[Pointing entries for named objects]
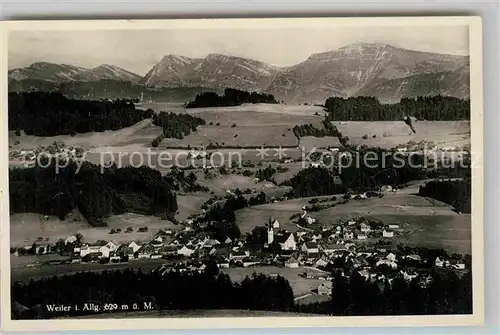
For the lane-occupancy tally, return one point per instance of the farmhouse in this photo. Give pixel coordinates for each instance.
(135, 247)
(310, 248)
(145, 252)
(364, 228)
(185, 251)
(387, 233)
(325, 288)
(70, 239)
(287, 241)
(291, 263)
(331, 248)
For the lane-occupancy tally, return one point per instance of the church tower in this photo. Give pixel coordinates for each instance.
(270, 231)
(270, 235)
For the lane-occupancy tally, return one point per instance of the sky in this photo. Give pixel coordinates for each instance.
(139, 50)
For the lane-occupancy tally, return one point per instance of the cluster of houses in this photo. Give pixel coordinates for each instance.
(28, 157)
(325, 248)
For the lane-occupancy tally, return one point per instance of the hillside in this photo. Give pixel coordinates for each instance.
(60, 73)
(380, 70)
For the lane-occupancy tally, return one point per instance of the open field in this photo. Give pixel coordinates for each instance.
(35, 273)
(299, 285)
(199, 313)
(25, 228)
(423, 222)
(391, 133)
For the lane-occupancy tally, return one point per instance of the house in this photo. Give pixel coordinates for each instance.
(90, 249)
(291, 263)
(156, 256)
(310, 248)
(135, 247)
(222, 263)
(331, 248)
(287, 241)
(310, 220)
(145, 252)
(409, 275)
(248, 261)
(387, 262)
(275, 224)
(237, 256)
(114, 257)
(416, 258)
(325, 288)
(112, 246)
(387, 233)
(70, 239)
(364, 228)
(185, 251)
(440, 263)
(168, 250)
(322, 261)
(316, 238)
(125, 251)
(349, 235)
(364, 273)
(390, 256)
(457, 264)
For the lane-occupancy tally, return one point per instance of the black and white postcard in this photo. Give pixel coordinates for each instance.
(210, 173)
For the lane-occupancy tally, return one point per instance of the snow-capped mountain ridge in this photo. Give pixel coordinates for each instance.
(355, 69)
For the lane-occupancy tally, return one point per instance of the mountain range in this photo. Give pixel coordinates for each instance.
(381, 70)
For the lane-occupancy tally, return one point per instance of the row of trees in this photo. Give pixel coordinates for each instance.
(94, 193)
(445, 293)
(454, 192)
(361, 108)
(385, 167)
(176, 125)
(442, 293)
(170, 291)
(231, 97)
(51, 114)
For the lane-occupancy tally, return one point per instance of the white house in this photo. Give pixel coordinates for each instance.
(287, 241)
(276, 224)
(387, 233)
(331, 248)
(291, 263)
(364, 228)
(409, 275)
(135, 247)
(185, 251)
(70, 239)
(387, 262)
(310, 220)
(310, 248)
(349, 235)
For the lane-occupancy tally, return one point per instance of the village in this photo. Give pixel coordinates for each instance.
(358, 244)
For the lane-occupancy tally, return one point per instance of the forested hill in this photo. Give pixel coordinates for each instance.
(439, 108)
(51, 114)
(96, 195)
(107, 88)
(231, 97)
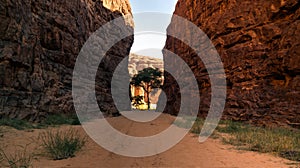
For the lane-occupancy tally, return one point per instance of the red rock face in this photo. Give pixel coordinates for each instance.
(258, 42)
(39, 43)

● TASK TO COMPLETE
Extract every row above word for word, omitting the pictures from your answer.

● COMPLETED EXERCISE
For the lane-occupancy tally, return one point per instance of the farmhouse in this photo. Give pixel coordinates for each instance.
(135, 247)
(310, 248)
(145, 252)
(364, 228)
(185, 251)
(387, 233)
(325, 288)
(70, 239)
(287, 241)
(291, 263)
(331, 248)
For the lane-occupancy tally, return one point per instance of the church tower in this photo. Give pixel coordinates for each instance.
(270, 231)
(270, 235)
For the lane-occupancy tally, return one point per instance of the sky in this photo. Give pixel coordinates for each instance.
(139, 50)
For the lane-occupancy tally, return one point per instance of the cluster of houses in this photo. Give pixel coordinates for each instance.
(28, 157)
(325, 248)
For the lane-occupancy tally, return one point per instance of the hillside in this photo. Give pixel coordinates for each instance.
(60, 73)
(380, 70)
For the lane-occupancy tally, return one point per instance of the open field in this photo. Give pixel coordinates for each instance.
(35, 273)
(299, 285)
(199, 313)
(25, 228)
(423, 222)
(391, 133)
For the lane-occupancy tally, return one point per instance of the house in this photo. Give pixel coordinates for each instance.
(90, 249)
(291, 263)
(156, 256)
(310, 248)
(135, 247)
(222, 263)
(331, 248)
(287, 241)
(310, 220)
(145, 252)
(409, 275)
(248, 261)
(387, 262)
(275, 224)
(237, 256)
(114, 257)
(416, 258)
(325, 288)
(112, 246)
(387, 233)
(70, 239)
(364, 228)
(185, 251)
(440, 263)
(168, 250)
(322, 261)
(316, 238)
(125, 251)
(349, 235)
(364, 273)
(390, 256)
(457, 264)
For the lane-occupancy tally, return one point per instance of the black and white postcard in this photo. Give pixel coordinates for each instance.
(210, 173)
For the lane-occupancy tally, return one point per instance of the snow-capped mountain ridge in this photo. Give pixel coordinates for each instance.
(355, 69)
For the lane-occupancy tally, return one point per instance of the mountain range in this photo. Give pixel coordinates for each instance.
(381, 70)
For the lane-occupancy tally, return one point per instance of the row of trees in this photo. Give pixel coordinates for each instance.
(94, 193)
(445, 293)
(454, 192)
(361, 108)
(385, 167)
(176, 125)
(442, 293)
(170, 291)
(231, 97)
(51, 114)
For the lane-occupancy tally, return one point per instance of the white house in this photo. Give pixel coordinates for each instance.
(287, 241)
(276, 224)
(387, 233)
(331, 248)
(291, 263)
(364, 228)
(409, 275)
(135, 247)
(185, 251)
(70, 239)
(387, 262)
(310, 220)
(310, 248)
(349, 235)
For the lane-occupancy tally, return one point per instance of the village in this photo. Give pixel coordinates for each instance.
(358, 244)
For the lane-occupancy tally, return one point per instance of the forested hill in this photo. Give pixel coordinates for each instance.
(439, 108)
(51, 114)
(96, 195)
(107, 88)
(231, 97)
For the lane-occupancy tally, return one point per instance of the red rock face in this photo. Give pixel coordinates for each instance.
(258, 42)
(39, 43)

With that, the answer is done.